**Exercise objective**
Recast the items below as a numbered list, omitting any blank lines.

**Material provided**
--*--
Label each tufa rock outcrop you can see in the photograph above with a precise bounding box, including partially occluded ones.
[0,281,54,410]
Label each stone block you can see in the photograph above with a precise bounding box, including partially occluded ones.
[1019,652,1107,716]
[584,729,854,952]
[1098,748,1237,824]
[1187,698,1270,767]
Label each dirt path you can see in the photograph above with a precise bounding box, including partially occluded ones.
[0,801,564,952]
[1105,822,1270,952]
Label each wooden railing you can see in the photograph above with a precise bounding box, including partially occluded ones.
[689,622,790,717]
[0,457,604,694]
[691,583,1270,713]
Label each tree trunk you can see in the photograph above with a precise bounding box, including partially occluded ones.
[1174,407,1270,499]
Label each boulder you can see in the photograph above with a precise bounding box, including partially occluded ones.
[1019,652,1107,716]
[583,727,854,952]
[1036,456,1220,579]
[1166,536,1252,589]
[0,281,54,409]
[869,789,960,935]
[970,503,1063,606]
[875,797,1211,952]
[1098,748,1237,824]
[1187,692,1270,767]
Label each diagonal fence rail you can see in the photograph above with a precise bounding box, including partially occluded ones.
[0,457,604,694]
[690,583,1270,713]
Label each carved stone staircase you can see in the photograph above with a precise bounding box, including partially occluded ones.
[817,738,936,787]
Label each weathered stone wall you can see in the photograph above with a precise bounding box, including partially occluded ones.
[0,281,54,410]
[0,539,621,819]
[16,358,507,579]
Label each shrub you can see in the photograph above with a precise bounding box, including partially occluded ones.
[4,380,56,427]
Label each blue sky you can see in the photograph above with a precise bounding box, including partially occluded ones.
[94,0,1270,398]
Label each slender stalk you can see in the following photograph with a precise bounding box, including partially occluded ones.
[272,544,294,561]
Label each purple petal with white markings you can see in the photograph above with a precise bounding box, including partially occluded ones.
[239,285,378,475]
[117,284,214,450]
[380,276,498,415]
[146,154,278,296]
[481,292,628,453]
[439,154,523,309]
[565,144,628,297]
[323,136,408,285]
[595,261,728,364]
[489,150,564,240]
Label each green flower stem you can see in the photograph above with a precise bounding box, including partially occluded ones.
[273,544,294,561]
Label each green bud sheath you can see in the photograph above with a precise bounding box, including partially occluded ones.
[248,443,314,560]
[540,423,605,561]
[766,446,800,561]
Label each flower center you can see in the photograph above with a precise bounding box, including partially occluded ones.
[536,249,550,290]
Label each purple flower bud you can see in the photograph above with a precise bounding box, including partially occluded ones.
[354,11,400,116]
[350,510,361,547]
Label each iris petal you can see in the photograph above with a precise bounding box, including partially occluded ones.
--*--
**Task output**
1. Label each tufa rock outcrop you can see in the photograph above with a precise bounding box, including partially occluded ones.
2. [0,281,54,410]
3. Label each stone block you can see in the photograph above with a precise bounding box, including partially occluded ones.
4. [1019,652,1107,716]
5. [584,729,854,952]
6. [1098,748,1237,824]
7. [1187,698,1270,767]
8. Label each dirt path you can see in the photograph above with a precise bounding box, including partially occluded ones.
9. [0,801,564,952]
10. [1105,822,1270,952]
11. Label each wooden railing you can see in the photograph above with a precise bounding box, including partially occluded ones.
12. [689,622,790,717]
13. [0,457,604,694]
14. [691,583,1270,713]
15. Label each tree trunk you can see in the photograph above with a precise bounding box, including partially occluded ones.
16. [1174,407,1270,499]
17. Label each boulder you can see in the photograph above with a precise bounding box, including partially occluded ones.
18. [1019,652,1107,716]
19. [583,727,854,952]
20. [1036,456,1220,579]
21. [1166,536,1252,589]
22. [0,281,54,409]
23. [869,789,960,935]
24. [970,503,1063,606]
25. [875,797,1211,952]
26. [1098,748,1237,824]
27. [1187,692,1270,767]
28. Label each diagonal fence rail you can see in the photograph above with a precise bounding box, including partially occluded ones.
29. [0,457,604,694]
30. [690,583,1270,713]
31. Label each carved stone staircase you can see in the photograph above with a precise bounding box, including partially occluded ones.
32. [817,738,936,787]
33. Label each weathered stone wall you can see in the photograph above with a precise bounding box, including partially occluded ones.
34. [0,281,54,410]
35. [0,539,621,819]
36. [16,358,507,579]
37. Label each shrub you can see in the photograph above with a precise bounding box, including partially occluded ones.
38. [4,380,56,427]
39. Label each blue sky you can see in the photograph above with a precise bounding box, including partially occluded ones.
40. [94,0,1270,398]
41. Label each slender stalk you can see in the following photograph with a precise bounding box, including partially occluded ones.
42. [272,544,294,561]
43. Label each purple petal with white markings you can see in the photograph above with a precise bounding box, including partially occluded ones.
44. [239,285,378,475]
45. [117,284,214,450]
46. [380,276,498,415]
47. [146,154,278,296]
48. [481,292,628,453]
49. [439,154,523,309]
50. [565,144,628,297]
51. [323,136,408,285]
52. [595,261,728,364]
53. [489,150,564,240]
54. Label each green flower stem you can see in the photograph above with a precise bounding box, including partially occluded ones.
55. [273,544,294,561]
56. Label each green bud sheath you can see in the photograph above with a precise bounding box, including partially occluded ones.
57. [248,443,314,560]
58. [540,423,605,561]
59. [766,446,800,561]
60. Label each flower center you can see in the photograph above with a precise bounding box, including partially occluded ones.
61. [536,249,550,290]
62. Label each purple flower bud you can see in the photograph above with a precise bounding box, including partially occluded ones.
63. [354,11,400,116]
64. [350,510,361,547]
65. Label each iris petal you can see in the photograph above with a precise bounding box, including partially occluded ones.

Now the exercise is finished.